United States District Court, E.D. Tennessee, at Knoxville Division

March 31, 2015



LEON JORDAN, District Judge.

By memorandum and order dated December 22, 2014, the court granted the motion to dismiss filed by defendant Donny M. Young, concluding that Young is entitled to quasi-judicial immunity. The court denied, with leave to renew, the motion to dismiss filed by defendant Misty Miller. The court granted pro se plaintiff's motion to amend his complaint. By that amended complaint [doc. 24] (hereinafter, "complaint"), plaintiff added the State of Tennessee as a defendant and clarified that defendant Miller is being sued in her official capacity only "as an employee of the State of Tennessee." [Doc. 18, p.1].

Now before the court is the "Renewed Motion to Dismiss" [doc. 26] filed by defendants Miller and the State of Tennessee (collectively, "the State defendants"). The motion has been fully briefed by the parties [docs. 27, 32, 34, 35, 37, 39] and is ripe for consideration. For the reasons that follow, the motion will be granted and this case will be dismissed in its entirety.

▶ _Dataset extract_:

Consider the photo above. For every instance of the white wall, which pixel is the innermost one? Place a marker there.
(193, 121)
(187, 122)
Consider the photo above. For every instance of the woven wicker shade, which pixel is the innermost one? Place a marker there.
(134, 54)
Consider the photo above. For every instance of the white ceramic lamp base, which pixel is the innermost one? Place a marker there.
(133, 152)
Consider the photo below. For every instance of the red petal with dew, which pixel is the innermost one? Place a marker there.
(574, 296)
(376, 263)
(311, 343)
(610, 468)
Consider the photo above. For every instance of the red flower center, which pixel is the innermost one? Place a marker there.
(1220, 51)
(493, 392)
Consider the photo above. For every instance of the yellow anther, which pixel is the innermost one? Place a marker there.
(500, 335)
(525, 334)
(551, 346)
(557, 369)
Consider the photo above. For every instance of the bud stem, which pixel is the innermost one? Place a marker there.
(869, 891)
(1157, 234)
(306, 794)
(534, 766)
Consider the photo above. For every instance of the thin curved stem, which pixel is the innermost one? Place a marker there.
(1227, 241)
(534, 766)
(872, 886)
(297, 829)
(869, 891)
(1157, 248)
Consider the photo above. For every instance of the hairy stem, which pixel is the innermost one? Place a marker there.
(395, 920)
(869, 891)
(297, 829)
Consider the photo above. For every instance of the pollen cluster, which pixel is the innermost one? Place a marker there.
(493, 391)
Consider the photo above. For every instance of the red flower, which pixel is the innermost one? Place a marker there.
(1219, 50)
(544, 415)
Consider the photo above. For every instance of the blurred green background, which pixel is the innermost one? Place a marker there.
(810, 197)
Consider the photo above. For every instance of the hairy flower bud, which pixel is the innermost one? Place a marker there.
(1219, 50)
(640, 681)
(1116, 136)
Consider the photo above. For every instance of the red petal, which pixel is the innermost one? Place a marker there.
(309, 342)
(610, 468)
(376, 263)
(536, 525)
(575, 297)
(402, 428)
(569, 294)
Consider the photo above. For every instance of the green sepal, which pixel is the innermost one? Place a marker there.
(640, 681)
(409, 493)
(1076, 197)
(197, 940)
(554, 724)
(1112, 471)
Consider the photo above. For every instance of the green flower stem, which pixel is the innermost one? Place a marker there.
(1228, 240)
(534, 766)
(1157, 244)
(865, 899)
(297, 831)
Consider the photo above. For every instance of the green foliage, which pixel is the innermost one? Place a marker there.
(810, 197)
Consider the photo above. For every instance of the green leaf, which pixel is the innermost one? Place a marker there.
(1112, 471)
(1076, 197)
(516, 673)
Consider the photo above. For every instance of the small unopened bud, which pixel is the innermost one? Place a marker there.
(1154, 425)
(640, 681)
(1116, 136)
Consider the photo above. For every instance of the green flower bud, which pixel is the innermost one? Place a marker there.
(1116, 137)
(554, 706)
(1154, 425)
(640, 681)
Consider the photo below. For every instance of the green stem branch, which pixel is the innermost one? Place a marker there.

▶ _Written instruction_:
Return the passage of the district court opinion starting with "LEON JORDAN, District" and going on through "[Doc. 18, p.1].", word for word.

▶ _Solution to this task_:
LEON JORDAN, District Judge.

By memorandum and order dated December 22, 2014, the court granted the motion to dismiss filed by defendant Donny M. Young, concluding that Young is entitled to quasi-judicial immunity. The court denied, with leave to renew, the motion to dismiss filed by defendant Misty Miller. The court granted pro se plaintiff's motion to amend his complaint. By that amended complaint [doc. 24] (hereinafter, "complaint"), plaintiff added the State of Tennessee as a defendant and clarified that defendant Miller is being sued in her official capacity only "as an employee of the State of Tennessee." [Doc. 18, p.1].